== Trecho selecionado
Campeonato de leitura: Para colocar essa atividade em prática, é preciso ter uma turma já bem engajada e isso só você pode avaliar. Dependendo da habilidade de leitura, os sextos e sétimos anos podem ser bons candidatos. Nas aulas de língua, a depender do nível dos textos selecionados, pode ser aplicada a partir do A2 (CEFR).

  • Para a competição, escolha um texto curto, não mais do que duas páginas, com algumas palavras novas que possam oferecer alguns obstáculos.
  • Você pode começar com toda a classe, mas um simples erro, uma gaguejada e o aluno está fora. Os finalistas disputam a grande final com um texto de maior nível de dificuldade. Idealmente, a vencedora ou vencedor recebe um livro de presente, ou um vale-livro para escolher o que quiser.
====
== Registros
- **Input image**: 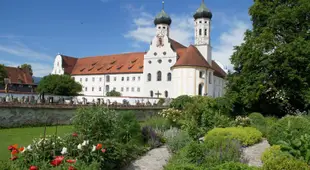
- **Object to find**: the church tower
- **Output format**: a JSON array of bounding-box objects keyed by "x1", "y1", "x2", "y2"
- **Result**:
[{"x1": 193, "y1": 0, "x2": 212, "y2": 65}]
====
== Registros
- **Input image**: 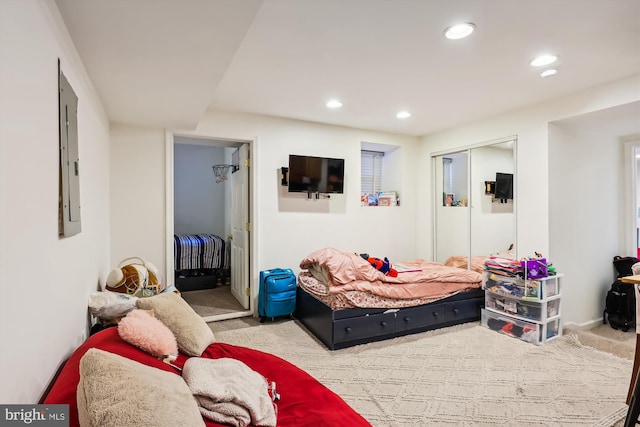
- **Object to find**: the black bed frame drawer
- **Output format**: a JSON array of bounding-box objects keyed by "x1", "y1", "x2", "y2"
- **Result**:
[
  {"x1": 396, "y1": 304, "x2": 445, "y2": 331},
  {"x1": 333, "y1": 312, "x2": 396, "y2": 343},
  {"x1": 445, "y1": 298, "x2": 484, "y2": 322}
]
====
== Registros
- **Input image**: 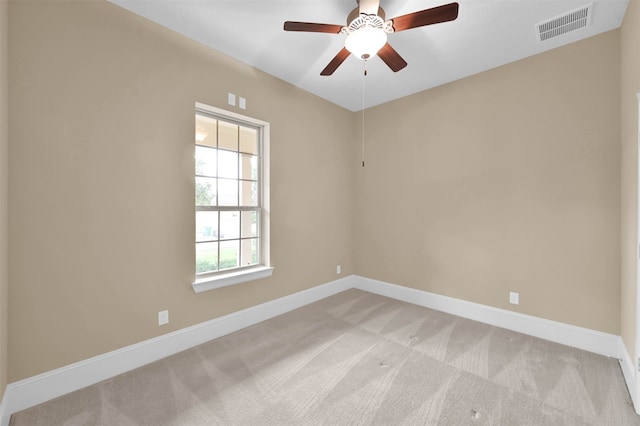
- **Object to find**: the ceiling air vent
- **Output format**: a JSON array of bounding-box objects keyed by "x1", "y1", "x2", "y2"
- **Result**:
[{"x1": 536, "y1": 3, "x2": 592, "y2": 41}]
====
Desafios
- 1) Resuma em duas frases o trecho sobre o campeonato de leitura.
- 2) Troque "competição" por "disputa" no trecho sobre o campeonato de leitura e reescreva a parte que começa com "Campeonato de leitura: Para" e vai até "o que quiser.".

Lista de respostas
- 1) O campeonato de leitura exige uma turma já bem engajada e pode atender a sextos e sétimos anos ou, nas aulas de língua, ser aplicado a partir do nível A2, conforme os textos escolhidos. Usa-se um texto curto com algumas palavras novas, o aluno sai ao cometer um simples erro ou gaguejar, e os finalistas disputam a grande final com um texto mais difícil, em que o vencedor idealmente ganha um livro ou um vale-livro.

- 2)
Campeonato de leitura: Para colocar essa atividade em prática, é preciso ter uma turma já bem engajada e isso só você pode avaliar. Dependendo da habilidade de leitura, os sextos e sétimos anos podem ser bons candidatos. Nas aulas de língua, a depender do nível dos textos selecionados, pode ser aplicada a partir do A2 (CEFR).

  • Para a disputa, escolha um texto curto, não mais do que duas páginas, com algumas palavras novas que possam oferecer alguns obstáculos.
  • Você pode começar com toda a classe, mas um simples erro, uma gaguejada e o aluno está fora. Os finalistas disputam a grande final com um texto de maior nível de dificuldade. Idealmente, a vencedora ou vencedor recebe um livro de presente, ou um vale-livro para escolher o que quiser.